_REQUIREMENT A_
From the post on rising healthcare costs, list each role the writer claims by introducing a statement with "As."
_REQUIREMENT B_
Pick up the post on rising healthcare costs after its final sentence and continue writing it.

══ EXERCISE PASSAGE

Rising healthcare costs….who’s to blame?

As both a physician and small business owner, I am perplexed with the rapid rise in the cost of health care plans.  I have several employees in my group plan,  and have seen my costs quadruple over the last decade for coverage in a small group HMO plan.  http://www.rwjf.org/pr/product.jsp?id=35368 .
Yet as a provider, I have had my reimbursements decreased across the board from Medicare to PPO’s.  As a provider I can tell you I haven’t even had a cost of living increase added to my remibursement rates in the past decade.  Instead we are forced to see more patients with less time for each patient, to produce more paperwork and pre-authorizations.  The fact is all physicians have to see more patients to produce the same level of income year to year and to keep up with rising business costs.  This is not singular to the chiropractic profession, anyone who provides services for reimbursement by health care plans has seen the same reduction in payment for procedures.  So where is all the money going we spend on increased plan permiums?

════
══ RECORD SET

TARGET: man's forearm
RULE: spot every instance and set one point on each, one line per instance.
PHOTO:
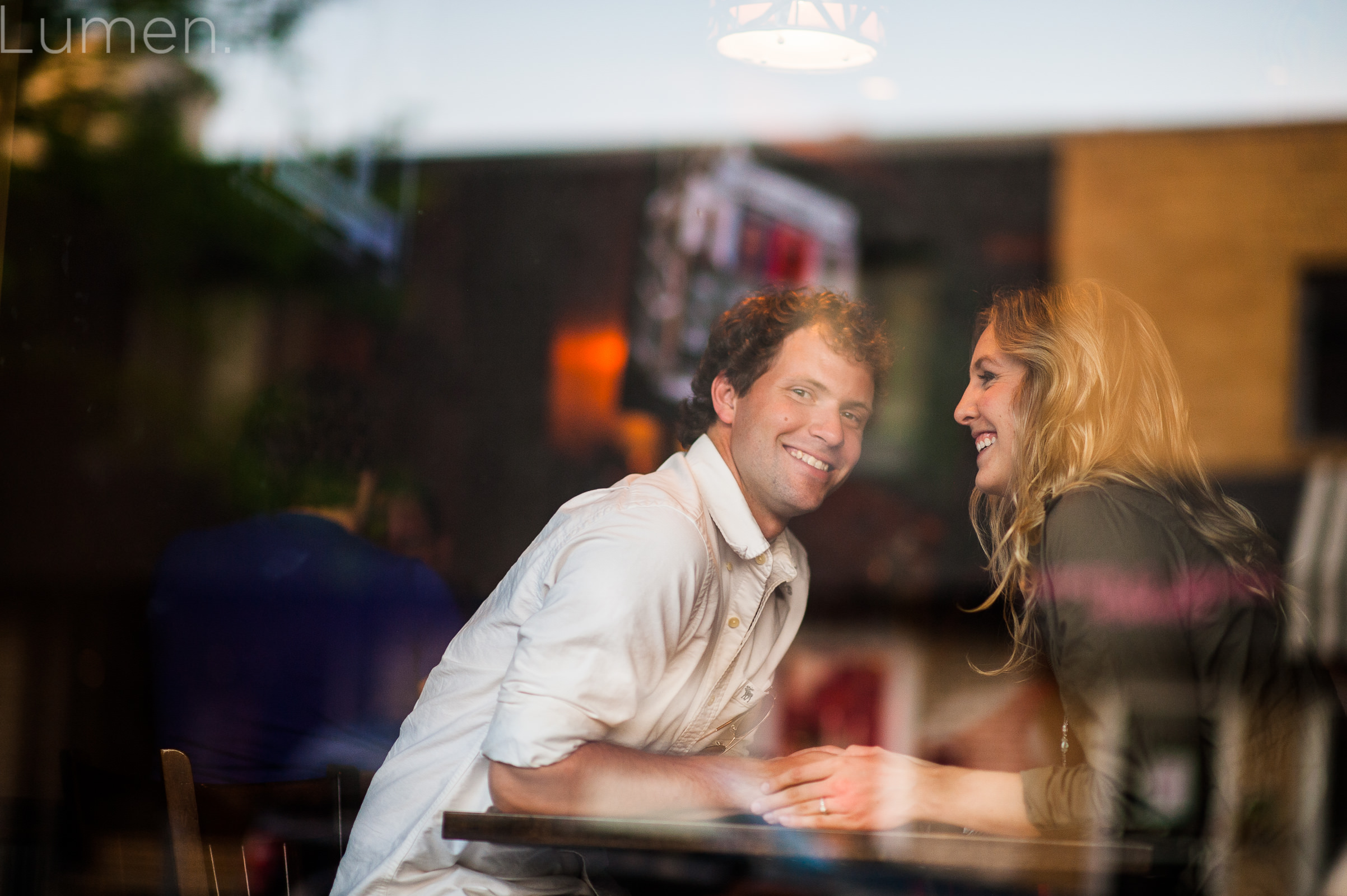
(609, 781)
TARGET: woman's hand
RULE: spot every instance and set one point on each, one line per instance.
(863, 788)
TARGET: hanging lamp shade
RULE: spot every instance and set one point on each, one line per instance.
(803, 35)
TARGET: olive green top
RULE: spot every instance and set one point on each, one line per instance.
(1146, 629)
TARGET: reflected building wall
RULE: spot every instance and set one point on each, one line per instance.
(1211, 232)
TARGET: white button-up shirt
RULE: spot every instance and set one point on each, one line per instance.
(647, 615)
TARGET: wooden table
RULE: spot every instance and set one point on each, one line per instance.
(993, 860)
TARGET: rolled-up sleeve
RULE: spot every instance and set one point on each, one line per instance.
(612, 616)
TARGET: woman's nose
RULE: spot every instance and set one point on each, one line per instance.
(966, 412)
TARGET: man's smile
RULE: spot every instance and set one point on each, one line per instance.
(809, 459)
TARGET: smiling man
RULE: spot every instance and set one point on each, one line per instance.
(624, 661)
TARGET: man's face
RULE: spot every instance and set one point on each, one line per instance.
(795, 434)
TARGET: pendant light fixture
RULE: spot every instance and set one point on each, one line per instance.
(802, 35)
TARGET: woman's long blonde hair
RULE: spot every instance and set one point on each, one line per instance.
(1099, 403)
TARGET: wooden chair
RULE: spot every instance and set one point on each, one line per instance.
(287, 830)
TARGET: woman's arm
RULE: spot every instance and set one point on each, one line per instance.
(870, 788)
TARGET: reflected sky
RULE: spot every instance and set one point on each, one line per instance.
(450, 78)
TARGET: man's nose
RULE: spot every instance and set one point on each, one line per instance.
(827, 426)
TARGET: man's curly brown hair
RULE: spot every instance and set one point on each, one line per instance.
(748, 337)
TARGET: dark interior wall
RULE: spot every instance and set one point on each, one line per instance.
(504, 253)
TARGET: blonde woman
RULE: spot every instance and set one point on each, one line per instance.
(1120, 563)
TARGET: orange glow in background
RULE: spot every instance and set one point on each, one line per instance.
(585, 399)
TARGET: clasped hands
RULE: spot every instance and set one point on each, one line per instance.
(860, 787)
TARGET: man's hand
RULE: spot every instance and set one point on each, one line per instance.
(863, 787)
(870, 788)
(614, 782)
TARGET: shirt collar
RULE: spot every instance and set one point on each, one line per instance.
(724, 499)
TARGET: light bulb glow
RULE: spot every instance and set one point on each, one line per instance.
(799, 35)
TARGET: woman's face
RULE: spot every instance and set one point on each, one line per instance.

════

_ANSWER BOX A_
physician, small business owner, provider

_ANSWER BOX B_
Well perhaps mostly to the drug companies who are producing more drugs to combat many of the illnesses and disease processes we in fact initiate ourselves.  After all, we are partly to blame.  Obesity and diabetes are among all time highs, fueled by our poor eating habits and unheathly lifestyles.  Some of the most prescribed and most costly drugs like the statins for cholesterol could be avoided if we ate right, exercised, and didn’t expect doctors to have a drug to fix everything.  Then we have to take other drugs to counteract the side effects of the drugs we were just prescribed.  These drug costs are then past back to us in the form of higher permiums for health insurance. 

Health insurance companies are having record high profits and none of this is being distributed to the physicians and care givers who “work for them”.  I do however want to acknowledge and be thankful for the research and development of new drugs and procedurese that fight cancer, HIV, and other serious illnesses.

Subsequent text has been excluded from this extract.